Region pointing data:

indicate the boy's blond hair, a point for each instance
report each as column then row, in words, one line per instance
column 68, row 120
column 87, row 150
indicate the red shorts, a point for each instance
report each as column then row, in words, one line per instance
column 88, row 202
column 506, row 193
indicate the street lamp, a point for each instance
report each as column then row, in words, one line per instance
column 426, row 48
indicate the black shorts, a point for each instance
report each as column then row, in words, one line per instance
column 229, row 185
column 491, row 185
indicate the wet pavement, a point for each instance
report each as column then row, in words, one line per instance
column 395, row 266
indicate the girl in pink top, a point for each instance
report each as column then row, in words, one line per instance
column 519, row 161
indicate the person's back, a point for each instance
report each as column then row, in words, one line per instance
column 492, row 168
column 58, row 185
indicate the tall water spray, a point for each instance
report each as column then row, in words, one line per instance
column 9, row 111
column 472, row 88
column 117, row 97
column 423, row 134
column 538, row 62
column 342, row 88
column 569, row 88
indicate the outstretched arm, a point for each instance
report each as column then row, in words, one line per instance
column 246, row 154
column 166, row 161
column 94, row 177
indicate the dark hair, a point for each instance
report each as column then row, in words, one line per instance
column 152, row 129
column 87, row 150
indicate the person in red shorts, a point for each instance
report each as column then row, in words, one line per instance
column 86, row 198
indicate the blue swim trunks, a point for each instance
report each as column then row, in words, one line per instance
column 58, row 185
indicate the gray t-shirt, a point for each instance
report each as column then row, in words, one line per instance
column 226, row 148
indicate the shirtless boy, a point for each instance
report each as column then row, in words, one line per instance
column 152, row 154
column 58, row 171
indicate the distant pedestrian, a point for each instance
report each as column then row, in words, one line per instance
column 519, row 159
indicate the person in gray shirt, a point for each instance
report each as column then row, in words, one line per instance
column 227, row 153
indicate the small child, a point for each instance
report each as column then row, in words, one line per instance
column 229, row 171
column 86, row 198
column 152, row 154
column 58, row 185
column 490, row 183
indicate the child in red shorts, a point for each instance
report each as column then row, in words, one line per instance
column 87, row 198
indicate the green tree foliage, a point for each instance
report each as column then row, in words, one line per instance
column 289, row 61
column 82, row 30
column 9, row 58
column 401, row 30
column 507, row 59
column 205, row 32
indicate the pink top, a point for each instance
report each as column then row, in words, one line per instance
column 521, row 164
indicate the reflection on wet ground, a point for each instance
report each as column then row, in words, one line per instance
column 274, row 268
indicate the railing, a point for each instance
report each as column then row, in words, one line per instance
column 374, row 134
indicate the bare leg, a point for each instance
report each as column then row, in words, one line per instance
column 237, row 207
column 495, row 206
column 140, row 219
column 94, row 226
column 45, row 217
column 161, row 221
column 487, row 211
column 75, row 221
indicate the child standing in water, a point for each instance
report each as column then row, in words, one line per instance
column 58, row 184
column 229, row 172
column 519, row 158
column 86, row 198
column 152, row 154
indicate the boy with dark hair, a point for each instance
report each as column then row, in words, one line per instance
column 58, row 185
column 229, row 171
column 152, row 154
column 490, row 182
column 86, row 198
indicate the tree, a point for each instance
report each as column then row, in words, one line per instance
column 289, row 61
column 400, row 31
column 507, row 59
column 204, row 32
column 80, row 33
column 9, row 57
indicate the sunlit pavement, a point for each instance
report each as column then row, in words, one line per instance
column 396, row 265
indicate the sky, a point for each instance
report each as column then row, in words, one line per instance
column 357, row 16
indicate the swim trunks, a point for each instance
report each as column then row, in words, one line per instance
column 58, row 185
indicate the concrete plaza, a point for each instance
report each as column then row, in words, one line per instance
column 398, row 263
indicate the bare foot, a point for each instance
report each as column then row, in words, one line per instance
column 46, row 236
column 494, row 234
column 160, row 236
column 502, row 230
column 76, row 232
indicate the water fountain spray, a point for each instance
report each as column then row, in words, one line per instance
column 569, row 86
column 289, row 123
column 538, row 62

[YOUR INSTRUCTIONS] Transcribe every entry exactly as it reads.

[TASK RESULT]
indicate the boy's blond hair, a point for each instance
report each as column then row, in words, one line per instance
column 68, row 120
column 87, row 150
indicate the red shorts, a point for each instance
report each as column then row, in words, one line per instance
column 88, row 202
column 506, row 193
indicate the street lamp, a point for each instance
report each as column then row, in words, one line per instance
column 426, row 48
indicate the black shorts, a point for each instance
report each as column then row, in words, one line per instance
column 229, row 185
column 491, row 185
indicate the wet pavement, a point for each instance
report each as column then row, in words, one line per instance
column 395, row 266
indicate the girl in pink top, a point for each instance
report each as column then row, in words, one line per instance
column 519, row 161
indicate the person's back, a point for each instance
report each as column then row, in words, one line per instance
column 492, row 168
column 58, row 185
indicate the tall water spray, a point for each instance
report each as column then row, in words, one line per instance
column 9, row 111
column 472, row 88
column 117, row 97
column 423, row 134
column 538, row 62
column 342, row 88
column 569, row 88
indicate the outstretched arm, a point for each instance
report each as column then row, in words, one line per instance
column 246, row 154
column 166, row 161
column 94, row 177
indicate the dark hair, a point for each instance
report each as column then row, in words, one line per instance
column 152, row 129
column 87, row 150
indicate the person in red shorts, a point for each instance
report each as column then row, in words, one line per instance
column 86, row 198
indicate the blue swim trunks, a point for each instance
report each as column then row, in words, one line per instance
column 58, row 185
indicate the gray t-shirt, a point for each instance
report each as column then row, in words, one line per instance
column 226, row 148
indicate the shirtless boy, a point for each instance
report each as column then row, in words, one line per instance
column 152, row 154
column 58, row 171
indicate the distant pedestrian, a point for each instance
report each as column then row, in words, one line per instance
column 519, row 159
indicate the person in gray shirt, a point for each instance
report each as column then row, in words, one line per instance
column 227, row 153
indicate the small child, a point for each instance
report each as column then row, in words, one line per instance
column 229, row 171
column 86, row 198
column 152, row 154
column 58, row 185
column 490, row 183
indicate the child in red shorts, a point for each instance
report each as column then row, in words, one line per instance
column 87, row 198
indicate the green tree foliage, a point for each instance
report each as column then row, in words, one line per instance
column 289, row 61
column 82, row 30
column 9, row 58
column 401, row 30
column 507, row 59
column 205, row 32
indicate the pink top, a point for each instance
report each as column then row, in words, one line per instance
column 521, row 164
indicate the reflection on wet ground, a point for each instance
report each as column then row, in words, one line per instance
column 274, row 268
indicate the railing, a point for each instance
report each as column then row, in words, one line per instance
column 374, row 134
indicate the bare leg, a point for each instance
report each as column then row, in words, one line per instance
column 237, row 207
column 495, row 206
column 140, row 219
column 94, row 226
column 45, row 217
column 161, row 221
column 487, row 211
column 75, row 221
indicate the child standing in water, a point for each instance
report each as column then row, in words, one line per instance
column 58, row 184
column 229, row 172
column 519, row 158
column 86, row 198
column 152, row 154
indicate the boy with dark hair, a point for each instance
report each as column then row, in words, one line per instance
column 58, row 185
column 229, row 171
column 152, row 154
column 490, row 182
column 86, row 198
indicate the tree, a point for each instance
report each as column then row, in words, one line per instance
column 289, row 61
column 400, row 31
column 507, row 59
column 204, row 32
column 80, row 33
column 9, row 57
indicate the sunlit pavement, a point for each instance
report each as column then row, in words, one line per instance
column 396, row 265
indicate the sky, a point for each instance
report each as column then row, in words, one line per instance
column 357, row 16
indicate the swim trunks, a point for each instance
report each as column then row, in words, one line per instance
column 58, row 185
indicate the concrete plaza, a point for each instance
report each as column then row, in words, one line per instance
column 398, row 263
indicate the bare foot, a point for each instance
report each as column then row, in words, one line per instance
column 46, row 236
column 494, row 234
column 160, row 236
column 502, row 230
column 76, row 232
indicate the water fountain spray, a point for each instance
report each as column then row, in words, one line per instance
column 569, row 86
column 289, row 123
column 538, row 62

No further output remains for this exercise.